Use Case 2: Find Outliers in Dataset

Identify anomalous or mislabeled samples:

set_context(dataset_name="my-dataset")
launch_app()

# Check for existing embeddings in schema
get_operator_schema(operator_uri="@voxel51/brain/compute_visualization")

# If no embeddings exist, compute them:
execute_operator(
    operator_uri="@voxel51/brain/compute_similarity",
    params={
        "brain_key": "outliers",
        "model": "clip-vit-base32-torch",
        "embeddings": "clip_embeddings",
        "backend": "sklearn",
        "metric": "cosine"
    }
)

# Compute uniqueness scores
execute_operator(
    operator_uri="@voxel51/brain/compute_uniqueness",
    params={"brain_key": "outliers"}
)

# Generate visualization (use existing embeddings field or brain_key)
execute_operator(
    operator_uri="@voxel51/brain/compute_visualization",
    params={
        "brain_key": "outliers",
        "embeddings": "clip_embeddings",  # Use existing field if available
        "method": "umap",  # or "tsne" if umap-learn not installed
        "num_dims": 2
    }
)

# Direct user to App at http://localhost:5151/
# 1. Click Embeddings panel icon
# 2. Select "outliers" from dropdown
# 3. Outliers appear as isolated points far from clusters
# 4. Optionally sort by uniqueness field in the App sidebar

Use Case 3: Compare Classes in Embedding Space

See how different classes cluster:

set_context(dataset_name="my-dataset")
launch_app()

# Check for existing embeddings in schema
get_operator_schema(operator_uri="@voxel51/brain/compute_visualization")

# If no embeddings exist, compute them:
execute_operator(
    operator_uri="@voxel51/brain/compute_similarity",
    params={
        "brain_key": "class_viz",
        "model": "clip-vit-base32-torch",
        "embeddings": "clip_embeddings",
        "backend": "sklearn",
        "metric": "cosine"
    }
)

# Generate visualization (use existing embeddings field or brain_key)
execute_operator(
    operator_uri="@voxel51/brain/compute_visualization",
    params={
        "brain_key": "class_viz",
        "embeddings": "clip_embeddings",  # Use existing field if available
        "method": "umap",  # or "tsne" if umap-learn not installed
        "num_dims": 2
    }
)

# Direct user to App at http://localhost:5151/
# 1. Click Embeddings panel icon
# 2. Select "class_viz" from dropdown
# 3. Use "Color by" dropdown to color by ground_truth or predictions
# Look for:
# - Well-separated clusters = good class distinction
# - Overlapping clusters = similar classes or confusion
# - Scattered points = high variance within class

Use Case 4: Analyze Model Predictions

Compare ground truth vs predictions in embedding space:

set_context(dataset_name="my-dataset")

Stored data
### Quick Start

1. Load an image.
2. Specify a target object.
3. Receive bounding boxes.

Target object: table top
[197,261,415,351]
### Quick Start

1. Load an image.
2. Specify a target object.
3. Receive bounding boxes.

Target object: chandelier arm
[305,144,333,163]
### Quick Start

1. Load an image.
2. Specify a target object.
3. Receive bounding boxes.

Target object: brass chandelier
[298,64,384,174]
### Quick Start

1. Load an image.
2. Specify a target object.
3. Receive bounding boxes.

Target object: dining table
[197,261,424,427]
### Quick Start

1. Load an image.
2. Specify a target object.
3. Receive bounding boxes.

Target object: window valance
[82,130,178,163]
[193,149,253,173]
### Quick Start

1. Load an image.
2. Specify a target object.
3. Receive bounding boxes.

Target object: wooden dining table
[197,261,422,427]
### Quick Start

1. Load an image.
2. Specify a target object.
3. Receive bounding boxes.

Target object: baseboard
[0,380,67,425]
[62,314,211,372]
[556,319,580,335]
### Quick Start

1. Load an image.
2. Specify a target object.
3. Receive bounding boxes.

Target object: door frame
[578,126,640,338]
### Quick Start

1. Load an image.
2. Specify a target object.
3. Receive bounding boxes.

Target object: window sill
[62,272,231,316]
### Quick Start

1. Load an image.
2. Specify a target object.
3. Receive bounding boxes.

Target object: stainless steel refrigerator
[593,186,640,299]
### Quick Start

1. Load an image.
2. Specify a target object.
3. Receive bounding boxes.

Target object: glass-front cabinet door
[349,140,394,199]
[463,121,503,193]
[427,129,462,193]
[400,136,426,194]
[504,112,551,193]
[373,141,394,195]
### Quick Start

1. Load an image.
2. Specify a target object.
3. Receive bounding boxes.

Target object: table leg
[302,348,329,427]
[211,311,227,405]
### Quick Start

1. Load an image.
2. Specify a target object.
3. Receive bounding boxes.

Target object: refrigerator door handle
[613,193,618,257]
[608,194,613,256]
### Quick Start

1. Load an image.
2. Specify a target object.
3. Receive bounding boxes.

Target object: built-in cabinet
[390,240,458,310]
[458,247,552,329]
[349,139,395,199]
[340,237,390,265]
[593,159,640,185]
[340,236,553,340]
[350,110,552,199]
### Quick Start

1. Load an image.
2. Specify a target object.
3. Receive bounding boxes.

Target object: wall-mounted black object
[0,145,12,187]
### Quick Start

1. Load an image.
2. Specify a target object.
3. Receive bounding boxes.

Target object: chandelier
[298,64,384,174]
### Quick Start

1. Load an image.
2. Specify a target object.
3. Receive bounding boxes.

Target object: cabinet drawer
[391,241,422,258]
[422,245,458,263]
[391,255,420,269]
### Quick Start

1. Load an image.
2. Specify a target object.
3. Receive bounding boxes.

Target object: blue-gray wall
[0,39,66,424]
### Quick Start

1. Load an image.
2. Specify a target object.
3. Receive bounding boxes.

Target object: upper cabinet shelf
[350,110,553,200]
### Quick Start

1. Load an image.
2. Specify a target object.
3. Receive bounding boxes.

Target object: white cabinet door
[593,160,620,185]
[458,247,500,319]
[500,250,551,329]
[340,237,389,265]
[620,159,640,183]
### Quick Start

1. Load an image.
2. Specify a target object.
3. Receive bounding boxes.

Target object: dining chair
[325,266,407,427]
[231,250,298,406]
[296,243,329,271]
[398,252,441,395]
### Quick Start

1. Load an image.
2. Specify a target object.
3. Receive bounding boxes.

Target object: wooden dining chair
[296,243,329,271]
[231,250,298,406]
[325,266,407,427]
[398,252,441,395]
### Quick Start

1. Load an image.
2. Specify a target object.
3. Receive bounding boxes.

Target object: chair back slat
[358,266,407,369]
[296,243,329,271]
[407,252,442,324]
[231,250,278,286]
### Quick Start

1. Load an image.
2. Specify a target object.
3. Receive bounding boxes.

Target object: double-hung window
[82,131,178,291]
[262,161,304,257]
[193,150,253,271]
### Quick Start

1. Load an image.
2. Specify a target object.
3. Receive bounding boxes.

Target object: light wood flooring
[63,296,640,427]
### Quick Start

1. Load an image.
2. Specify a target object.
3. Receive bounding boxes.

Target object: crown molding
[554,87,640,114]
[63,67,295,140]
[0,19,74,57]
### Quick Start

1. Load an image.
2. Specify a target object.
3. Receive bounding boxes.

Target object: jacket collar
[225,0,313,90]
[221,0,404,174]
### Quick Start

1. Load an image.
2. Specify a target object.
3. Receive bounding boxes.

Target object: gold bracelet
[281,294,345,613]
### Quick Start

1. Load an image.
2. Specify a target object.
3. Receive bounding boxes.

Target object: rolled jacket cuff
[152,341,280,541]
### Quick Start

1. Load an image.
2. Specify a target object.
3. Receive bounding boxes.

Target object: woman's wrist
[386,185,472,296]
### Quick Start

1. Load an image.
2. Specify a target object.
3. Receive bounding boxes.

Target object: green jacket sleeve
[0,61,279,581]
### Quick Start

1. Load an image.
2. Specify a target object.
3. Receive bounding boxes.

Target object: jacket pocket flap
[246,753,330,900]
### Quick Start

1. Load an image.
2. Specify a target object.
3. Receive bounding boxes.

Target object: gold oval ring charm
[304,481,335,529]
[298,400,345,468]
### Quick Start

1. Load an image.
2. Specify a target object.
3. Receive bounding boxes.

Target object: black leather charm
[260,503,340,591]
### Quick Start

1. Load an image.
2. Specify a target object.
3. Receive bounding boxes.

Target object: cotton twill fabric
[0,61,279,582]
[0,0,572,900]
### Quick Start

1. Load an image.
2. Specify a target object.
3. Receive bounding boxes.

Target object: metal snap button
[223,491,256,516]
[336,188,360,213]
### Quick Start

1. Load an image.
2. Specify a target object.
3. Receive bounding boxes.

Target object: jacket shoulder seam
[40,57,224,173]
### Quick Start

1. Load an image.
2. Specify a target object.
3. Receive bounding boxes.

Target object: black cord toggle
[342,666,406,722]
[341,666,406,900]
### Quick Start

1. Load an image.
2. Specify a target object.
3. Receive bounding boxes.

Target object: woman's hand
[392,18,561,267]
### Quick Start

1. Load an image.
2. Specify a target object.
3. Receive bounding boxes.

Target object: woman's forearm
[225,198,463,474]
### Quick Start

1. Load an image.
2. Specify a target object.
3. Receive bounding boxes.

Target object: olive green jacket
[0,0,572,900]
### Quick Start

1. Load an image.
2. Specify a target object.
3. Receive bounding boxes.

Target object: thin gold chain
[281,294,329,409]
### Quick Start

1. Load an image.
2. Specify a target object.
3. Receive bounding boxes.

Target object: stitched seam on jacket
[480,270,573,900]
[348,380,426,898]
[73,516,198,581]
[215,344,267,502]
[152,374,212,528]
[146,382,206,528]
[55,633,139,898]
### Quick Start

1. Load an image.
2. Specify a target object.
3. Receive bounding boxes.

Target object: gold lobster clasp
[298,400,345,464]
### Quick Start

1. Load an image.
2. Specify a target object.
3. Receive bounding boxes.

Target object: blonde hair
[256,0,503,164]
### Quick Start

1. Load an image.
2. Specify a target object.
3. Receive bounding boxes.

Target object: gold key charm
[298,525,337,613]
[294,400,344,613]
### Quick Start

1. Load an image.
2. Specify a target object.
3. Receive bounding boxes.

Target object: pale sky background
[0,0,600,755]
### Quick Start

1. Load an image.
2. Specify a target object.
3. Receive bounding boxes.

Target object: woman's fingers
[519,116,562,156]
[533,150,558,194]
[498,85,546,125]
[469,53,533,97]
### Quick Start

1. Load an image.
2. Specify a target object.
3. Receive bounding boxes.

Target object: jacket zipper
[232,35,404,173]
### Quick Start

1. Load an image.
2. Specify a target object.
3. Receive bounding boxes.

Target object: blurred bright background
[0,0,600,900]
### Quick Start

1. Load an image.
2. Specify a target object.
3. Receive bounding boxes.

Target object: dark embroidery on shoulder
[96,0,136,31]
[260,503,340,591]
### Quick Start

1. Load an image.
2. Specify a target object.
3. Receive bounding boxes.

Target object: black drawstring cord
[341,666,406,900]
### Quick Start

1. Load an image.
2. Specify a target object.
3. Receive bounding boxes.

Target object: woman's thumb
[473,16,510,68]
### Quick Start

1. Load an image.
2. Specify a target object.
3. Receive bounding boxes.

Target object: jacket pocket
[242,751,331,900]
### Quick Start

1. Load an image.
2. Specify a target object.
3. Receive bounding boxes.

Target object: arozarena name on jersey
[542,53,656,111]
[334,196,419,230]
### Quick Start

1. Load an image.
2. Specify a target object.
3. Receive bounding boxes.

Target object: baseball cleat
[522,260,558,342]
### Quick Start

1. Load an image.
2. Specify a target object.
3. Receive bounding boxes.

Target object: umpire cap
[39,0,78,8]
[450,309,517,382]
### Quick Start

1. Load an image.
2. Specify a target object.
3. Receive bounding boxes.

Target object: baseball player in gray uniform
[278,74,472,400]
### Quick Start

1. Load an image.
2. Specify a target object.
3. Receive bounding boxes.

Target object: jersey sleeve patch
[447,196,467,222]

Exercise instructions
Mark each statement yes or no according to the embedding walkthrough, and quote the words from it that settle each one. 1. The outlier case computes uniqueness scores under the brain key "outliers". 2. The visualizations are set to three dimensions. 3. Overlapping clusters signal good class distinction.

Result of the task
1. Yes: `params={"brain_key": "outliers"}`
2. No: `"num_dims": 2`
3. No: "Overlapping clusters = similar classes or confusion"